---------- Document
Hello all,
Many of you experienced issues with Relayers over the course of the last week. We know Relayer performance is business critical and an outage like this is something we take very seriously. We want to account for the events that led to the outage and mitigation measures we have either already taken or are planning to take in the near future to ensure we reduce the likelihood of recurrence.
October 7
Starting at 8:00-9:00 UTC, Polygon Relayer users began receiving periodic 504 responses (gateway timeout) on Relayer send transaction calls. We traced these errors to degraded performance in Infura’s Polygon API where the API calls either did not respond or had very high latency, which caused Defender’s API Gateway to time out. Many calls processed successfully during this period, but ultimately we made the decision to disable this provider at 18:41 UTC, which provided a short-term resolution (#1). Defender monitoring triggered during this period but there was excessive noise, partly due to legacy resources on recently deprecated networks. See mitigation #1, #3, #6 below.
October 9
At approximately 7:40 UTC, Polygon Relayer users across multiple tenants again received 504 responses on send transaction calls. These issues were due to delayed responses from a different provider (Alchemy), which caused similar issues to those reported above on October 7. Again, Defender monitoring triggered but was not immediately identified by the support team due to excessive noise. See mitigation #3, #6.
Simultaneously in an unrelated incident (starting ~8:00 UTC), a Relayer on the Fuse network began throwing errors via a Defender queue that was shared across all production networks. These messages were returned to the queue and re-invoked. This ultimately caused a loop where the queue was overwhelmed with transactions at a much faster rate than could be processed and caused vastly slower processing times for Relayers across all networks. The intended purpose of this queue was simply to limit transaction throughput as Defender implements an alternative queuing mechanism - which is isolated by Relayer - to handle the business logic.
As a temporary measure, we manually purged the affected queue (as Defender has an alternate queuing mechanism to pick up any pending Relayer transactions) and patched what we believed to be the code logic and causing the retries. The vast majority of clogged transactions processed over the course of the following hour. Defender did not have monitoring/alerts configured related to this queue overload. Some internal monitoring alerts did fire during this time, but the severity of the incident was not clear. See mitigation #2, #4, #5.
--------------------
---------- Data section
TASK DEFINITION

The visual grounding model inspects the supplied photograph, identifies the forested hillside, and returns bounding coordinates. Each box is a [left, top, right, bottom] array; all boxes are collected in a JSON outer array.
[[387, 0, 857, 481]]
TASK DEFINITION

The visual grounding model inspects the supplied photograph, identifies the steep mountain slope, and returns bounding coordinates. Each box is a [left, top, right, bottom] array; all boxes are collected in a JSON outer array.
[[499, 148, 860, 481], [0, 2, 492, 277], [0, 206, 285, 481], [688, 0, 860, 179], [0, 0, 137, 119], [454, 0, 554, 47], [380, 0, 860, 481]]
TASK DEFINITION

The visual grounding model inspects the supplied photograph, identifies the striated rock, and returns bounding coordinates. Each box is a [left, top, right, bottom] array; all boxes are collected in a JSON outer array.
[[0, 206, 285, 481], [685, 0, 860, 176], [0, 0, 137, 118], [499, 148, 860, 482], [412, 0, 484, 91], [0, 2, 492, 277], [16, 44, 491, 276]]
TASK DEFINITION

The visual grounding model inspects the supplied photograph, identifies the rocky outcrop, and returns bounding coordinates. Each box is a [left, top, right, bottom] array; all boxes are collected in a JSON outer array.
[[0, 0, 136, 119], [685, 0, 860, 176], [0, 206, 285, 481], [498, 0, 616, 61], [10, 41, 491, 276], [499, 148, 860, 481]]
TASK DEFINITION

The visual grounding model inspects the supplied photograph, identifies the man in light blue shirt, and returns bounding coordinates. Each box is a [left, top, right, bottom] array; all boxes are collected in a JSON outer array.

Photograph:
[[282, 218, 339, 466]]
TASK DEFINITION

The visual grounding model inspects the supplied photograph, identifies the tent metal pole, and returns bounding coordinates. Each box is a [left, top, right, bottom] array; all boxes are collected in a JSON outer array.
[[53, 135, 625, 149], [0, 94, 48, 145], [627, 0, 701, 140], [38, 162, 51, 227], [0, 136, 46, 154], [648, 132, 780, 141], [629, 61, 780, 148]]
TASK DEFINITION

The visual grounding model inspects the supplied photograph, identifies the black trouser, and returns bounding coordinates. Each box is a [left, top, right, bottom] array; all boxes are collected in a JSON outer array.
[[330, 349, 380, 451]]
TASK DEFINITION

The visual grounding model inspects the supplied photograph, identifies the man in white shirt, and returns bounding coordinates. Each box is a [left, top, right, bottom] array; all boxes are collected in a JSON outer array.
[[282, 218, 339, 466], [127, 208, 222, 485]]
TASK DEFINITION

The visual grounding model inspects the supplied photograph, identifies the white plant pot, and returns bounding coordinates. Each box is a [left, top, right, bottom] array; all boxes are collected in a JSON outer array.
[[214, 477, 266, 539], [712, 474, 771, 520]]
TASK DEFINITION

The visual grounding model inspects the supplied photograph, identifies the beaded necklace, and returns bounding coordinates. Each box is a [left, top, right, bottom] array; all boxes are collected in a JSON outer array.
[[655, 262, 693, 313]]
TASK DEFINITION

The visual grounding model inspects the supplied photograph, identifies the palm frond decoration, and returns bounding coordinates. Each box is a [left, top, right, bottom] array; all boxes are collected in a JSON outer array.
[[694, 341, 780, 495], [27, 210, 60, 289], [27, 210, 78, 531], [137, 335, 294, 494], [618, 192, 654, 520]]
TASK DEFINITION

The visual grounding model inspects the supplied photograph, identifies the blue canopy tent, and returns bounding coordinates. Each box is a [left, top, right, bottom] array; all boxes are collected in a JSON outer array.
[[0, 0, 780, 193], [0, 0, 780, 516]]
--------------------
### Problem to solve
Could you copy out the stretch of the Relayer outage report above from "As a temporary" through "mitigation #2, #4, #5."?

### Written answer
As a temporary measure, we manually purged the affected queue (as Defender has an alternate queuing mechanism to pick up any pending Relayer transactions) and patched what we believed to be the code logic and causing the retries. The vast majority of clogged transactions processed over the course of the following hour. Defender did not have monitoring/alerts configured related to this queue overload. Some internal monitoring alerts did fire during this time, but the severity of the incident was not clear. See mitigation #2, #4, #5.